## Given task
List each line of the material below that contains the word "white", copying every such line in full.
===== Dataset records =====
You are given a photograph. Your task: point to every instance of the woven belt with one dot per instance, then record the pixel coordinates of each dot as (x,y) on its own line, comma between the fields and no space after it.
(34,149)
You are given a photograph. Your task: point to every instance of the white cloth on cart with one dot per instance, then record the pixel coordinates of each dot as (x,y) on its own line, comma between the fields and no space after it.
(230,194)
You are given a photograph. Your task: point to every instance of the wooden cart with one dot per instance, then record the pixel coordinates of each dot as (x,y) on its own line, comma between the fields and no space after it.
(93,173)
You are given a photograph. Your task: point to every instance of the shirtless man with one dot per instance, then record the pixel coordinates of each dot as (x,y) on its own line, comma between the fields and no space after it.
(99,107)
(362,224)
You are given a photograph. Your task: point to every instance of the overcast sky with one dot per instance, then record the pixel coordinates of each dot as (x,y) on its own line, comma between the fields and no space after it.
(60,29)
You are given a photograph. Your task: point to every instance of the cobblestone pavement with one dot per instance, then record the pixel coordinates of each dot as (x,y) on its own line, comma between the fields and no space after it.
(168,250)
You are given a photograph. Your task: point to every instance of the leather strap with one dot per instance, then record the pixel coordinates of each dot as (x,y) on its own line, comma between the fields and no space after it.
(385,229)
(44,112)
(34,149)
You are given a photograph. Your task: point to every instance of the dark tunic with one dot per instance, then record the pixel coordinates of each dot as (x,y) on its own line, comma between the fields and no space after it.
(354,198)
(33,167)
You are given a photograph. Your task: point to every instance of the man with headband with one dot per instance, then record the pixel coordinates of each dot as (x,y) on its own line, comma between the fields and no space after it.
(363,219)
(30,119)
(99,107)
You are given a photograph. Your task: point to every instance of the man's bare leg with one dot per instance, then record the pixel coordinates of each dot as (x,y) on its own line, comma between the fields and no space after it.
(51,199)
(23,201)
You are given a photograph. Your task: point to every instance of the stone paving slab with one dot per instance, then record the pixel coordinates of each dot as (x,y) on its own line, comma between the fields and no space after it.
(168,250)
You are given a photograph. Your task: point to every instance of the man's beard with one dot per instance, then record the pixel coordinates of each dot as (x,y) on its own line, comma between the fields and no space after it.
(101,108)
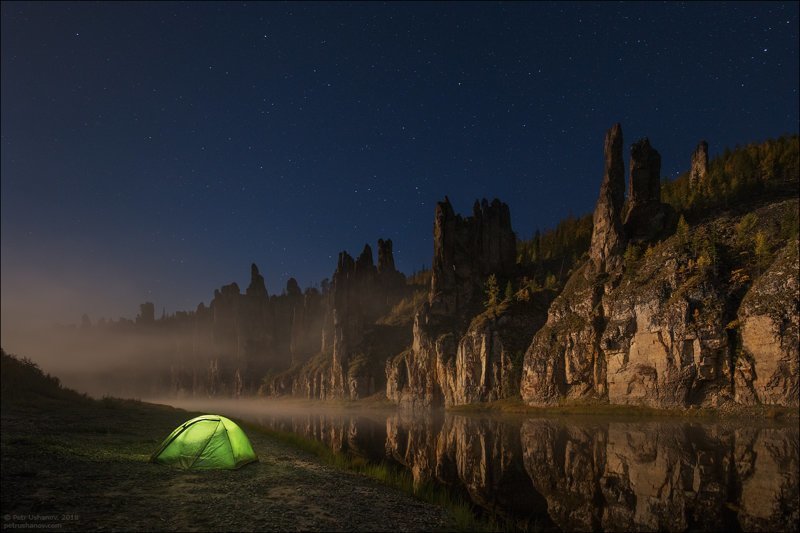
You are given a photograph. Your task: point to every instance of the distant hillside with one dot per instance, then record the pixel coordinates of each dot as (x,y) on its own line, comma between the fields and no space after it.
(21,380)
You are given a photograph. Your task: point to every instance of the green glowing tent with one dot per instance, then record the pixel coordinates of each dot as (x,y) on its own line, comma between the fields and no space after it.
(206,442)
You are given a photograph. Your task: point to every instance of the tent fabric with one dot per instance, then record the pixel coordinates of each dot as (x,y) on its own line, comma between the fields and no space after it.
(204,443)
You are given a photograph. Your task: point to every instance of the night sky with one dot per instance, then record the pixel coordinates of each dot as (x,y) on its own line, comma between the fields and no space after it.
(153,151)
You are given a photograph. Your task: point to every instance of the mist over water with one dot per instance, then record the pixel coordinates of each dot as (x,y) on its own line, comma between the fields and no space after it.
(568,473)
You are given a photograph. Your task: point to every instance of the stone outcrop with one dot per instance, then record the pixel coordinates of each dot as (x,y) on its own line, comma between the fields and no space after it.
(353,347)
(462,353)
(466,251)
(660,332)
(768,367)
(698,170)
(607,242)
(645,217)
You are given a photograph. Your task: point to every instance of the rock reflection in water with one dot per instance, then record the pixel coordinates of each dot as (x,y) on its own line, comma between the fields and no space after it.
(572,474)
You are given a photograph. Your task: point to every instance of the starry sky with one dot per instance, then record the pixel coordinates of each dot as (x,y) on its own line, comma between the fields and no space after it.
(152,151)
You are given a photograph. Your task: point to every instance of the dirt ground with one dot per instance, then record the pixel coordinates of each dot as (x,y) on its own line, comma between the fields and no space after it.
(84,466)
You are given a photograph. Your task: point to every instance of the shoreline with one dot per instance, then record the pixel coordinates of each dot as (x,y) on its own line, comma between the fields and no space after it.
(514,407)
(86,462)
=====
===== Dataset records =====
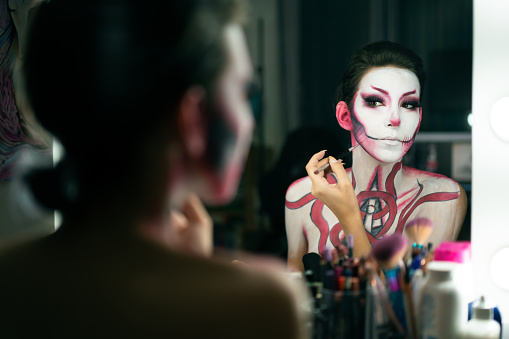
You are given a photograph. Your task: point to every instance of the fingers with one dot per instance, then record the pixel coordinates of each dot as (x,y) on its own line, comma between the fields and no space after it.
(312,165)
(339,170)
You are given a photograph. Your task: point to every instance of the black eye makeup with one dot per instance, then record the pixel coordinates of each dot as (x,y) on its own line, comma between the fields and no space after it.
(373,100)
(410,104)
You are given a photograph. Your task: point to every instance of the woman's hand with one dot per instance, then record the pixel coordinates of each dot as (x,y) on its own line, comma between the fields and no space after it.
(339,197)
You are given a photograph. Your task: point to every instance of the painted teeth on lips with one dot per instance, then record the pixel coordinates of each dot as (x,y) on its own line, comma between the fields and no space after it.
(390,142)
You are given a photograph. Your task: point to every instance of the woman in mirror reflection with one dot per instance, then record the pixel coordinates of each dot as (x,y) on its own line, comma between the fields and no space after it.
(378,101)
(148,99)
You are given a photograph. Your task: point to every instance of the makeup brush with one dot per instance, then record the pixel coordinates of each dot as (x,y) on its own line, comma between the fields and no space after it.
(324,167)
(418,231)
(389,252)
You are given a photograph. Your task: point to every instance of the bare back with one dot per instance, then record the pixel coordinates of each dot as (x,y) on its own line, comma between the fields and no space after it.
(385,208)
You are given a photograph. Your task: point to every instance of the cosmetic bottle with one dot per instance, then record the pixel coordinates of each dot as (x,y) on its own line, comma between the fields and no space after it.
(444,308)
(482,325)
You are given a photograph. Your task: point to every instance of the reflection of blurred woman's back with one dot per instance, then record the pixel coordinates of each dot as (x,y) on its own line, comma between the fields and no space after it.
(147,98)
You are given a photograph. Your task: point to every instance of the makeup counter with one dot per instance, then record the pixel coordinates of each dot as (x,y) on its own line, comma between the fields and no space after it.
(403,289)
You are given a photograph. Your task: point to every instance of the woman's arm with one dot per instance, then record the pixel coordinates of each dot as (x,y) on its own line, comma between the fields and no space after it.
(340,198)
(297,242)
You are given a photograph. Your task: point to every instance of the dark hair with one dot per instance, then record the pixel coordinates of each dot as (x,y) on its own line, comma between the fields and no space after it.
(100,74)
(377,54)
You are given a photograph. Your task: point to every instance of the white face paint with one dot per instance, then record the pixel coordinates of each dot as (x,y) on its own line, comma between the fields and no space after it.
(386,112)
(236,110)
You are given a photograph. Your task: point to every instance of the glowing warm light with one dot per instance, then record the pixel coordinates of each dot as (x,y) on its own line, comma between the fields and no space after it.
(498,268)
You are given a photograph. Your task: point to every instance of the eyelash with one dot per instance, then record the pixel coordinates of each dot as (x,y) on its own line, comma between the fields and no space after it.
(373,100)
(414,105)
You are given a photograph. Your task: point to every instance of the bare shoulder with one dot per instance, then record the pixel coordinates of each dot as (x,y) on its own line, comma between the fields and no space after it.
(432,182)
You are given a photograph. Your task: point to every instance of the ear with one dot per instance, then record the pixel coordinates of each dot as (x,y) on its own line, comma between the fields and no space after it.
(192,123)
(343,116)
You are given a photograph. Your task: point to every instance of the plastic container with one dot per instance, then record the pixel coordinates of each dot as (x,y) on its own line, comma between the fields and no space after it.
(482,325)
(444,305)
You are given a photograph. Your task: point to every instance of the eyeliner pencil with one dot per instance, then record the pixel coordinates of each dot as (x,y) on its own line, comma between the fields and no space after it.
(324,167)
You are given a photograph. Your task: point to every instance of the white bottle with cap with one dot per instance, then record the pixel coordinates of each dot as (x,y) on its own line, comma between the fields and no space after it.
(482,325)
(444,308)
=====
===== Dataset records =====
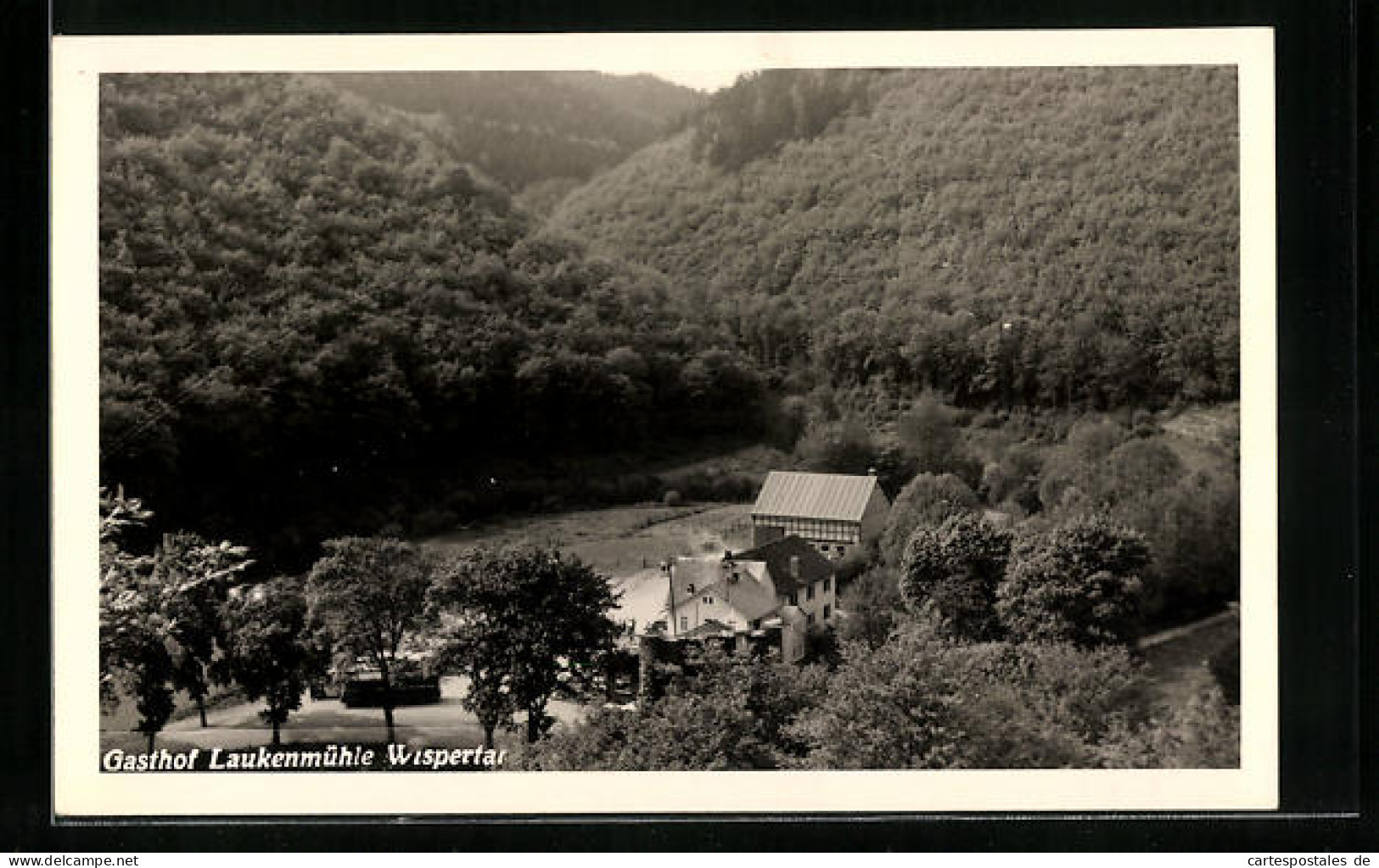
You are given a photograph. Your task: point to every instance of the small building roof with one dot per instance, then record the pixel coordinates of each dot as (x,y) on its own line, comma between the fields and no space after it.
=====
## Response to the exercise
You are given a photograph. Your task: point to every instance of the white cloth on cart with one dot per instance, then record the pixel coordinates of each dot as (x,y) on its own line, comma between the fields and no space after it.
You are given a photograph. Your task: point to every instance of the white face paint with one dot per instance, then record the pixel coordinates of each dot as (x,y) on its own line, comma between the fields and no space after it.
You are given a photograph. Your task: point to every instance of the white bottle with cap with one dot per instance, then record the pixel coordinates of each dot as (x,y) on its own line, comma between the fields and no space after it.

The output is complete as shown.